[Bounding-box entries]
────────────────────
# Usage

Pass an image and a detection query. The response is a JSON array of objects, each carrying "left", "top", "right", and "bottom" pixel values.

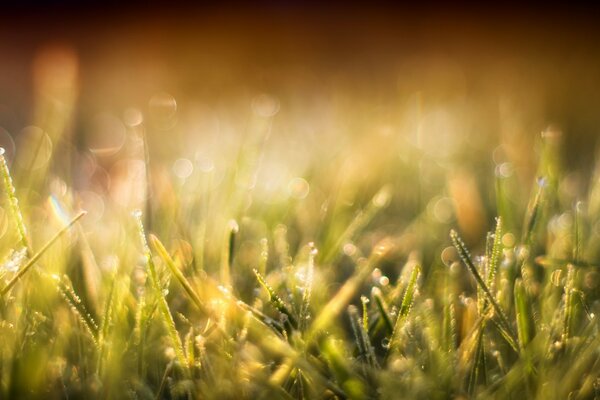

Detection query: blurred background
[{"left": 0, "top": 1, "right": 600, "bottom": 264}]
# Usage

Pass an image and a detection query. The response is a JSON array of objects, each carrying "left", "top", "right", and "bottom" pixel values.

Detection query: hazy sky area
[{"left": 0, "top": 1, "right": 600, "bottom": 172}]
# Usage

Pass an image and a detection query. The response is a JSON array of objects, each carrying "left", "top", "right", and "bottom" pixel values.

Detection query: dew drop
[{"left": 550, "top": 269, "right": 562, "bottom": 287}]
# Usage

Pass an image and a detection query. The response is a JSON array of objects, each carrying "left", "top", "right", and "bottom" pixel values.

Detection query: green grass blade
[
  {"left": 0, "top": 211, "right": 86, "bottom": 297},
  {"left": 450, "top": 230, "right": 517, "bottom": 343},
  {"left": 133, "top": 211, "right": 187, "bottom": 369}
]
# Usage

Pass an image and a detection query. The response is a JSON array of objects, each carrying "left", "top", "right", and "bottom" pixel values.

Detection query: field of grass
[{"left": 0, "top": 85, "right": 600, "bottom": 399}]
────────────────────
> _STATED TASK_
Rewrite every line of the entries above as a numbered list, dropping the blank lines. Leave the pictures out.

> _ANSWER FOR THE TASK_
1. # Usage
2. Pass an image and a detection query. The response is a JSON array of objects, each carrying "left", "top", "right", and "bottom" pixel values.
3. Detection query: blurred background
4. [{"left": 0, "top": 1, "right": 600, "bottom": 264}]
5. # Usage
6. Pass an image and a detection query. The response is a JSON array of objects, each carrying "left", "top", "right", and "bottom" pixel values.
7. Detection query: hazy sky area
8. [{"left": 0, "top": 1, "right": 600, "bottom": 172}]
9. # Usage
10. Pass an image and a detection query. The response is a JSON array of objects, each carrying "left", "top", "right", and "bottom" pixel values.
11. Detection query: dew drop
12. [{"left": 550, "top": 269, "right": 562, "bottom": 287}]
13. # Usage
14. Pass an image and a detection query. The response is a JSON array of objects, each carrying "left", "top", "right", and "bottom" pixel values.
15. Detection query: green grass blade
16. [
17.   {"left": 0, "top": 211, "right": 86, "bottom": 297},
18.   {"left": 450, "top": 230, "right": 517, "bottom": 343},
19.   {"left": 133, "top": 211, "right": 187, "bottom": 369}
20. ]
21. # Usage
22. Pass an image and a detection query. The response is a JSON array of objects, each carrying "left", "top", "right", and "bottom" pixel values.
23. Detection query: field of grass
24. [{"left": 0, "top": 85, "right": 600, "bottom": 399}]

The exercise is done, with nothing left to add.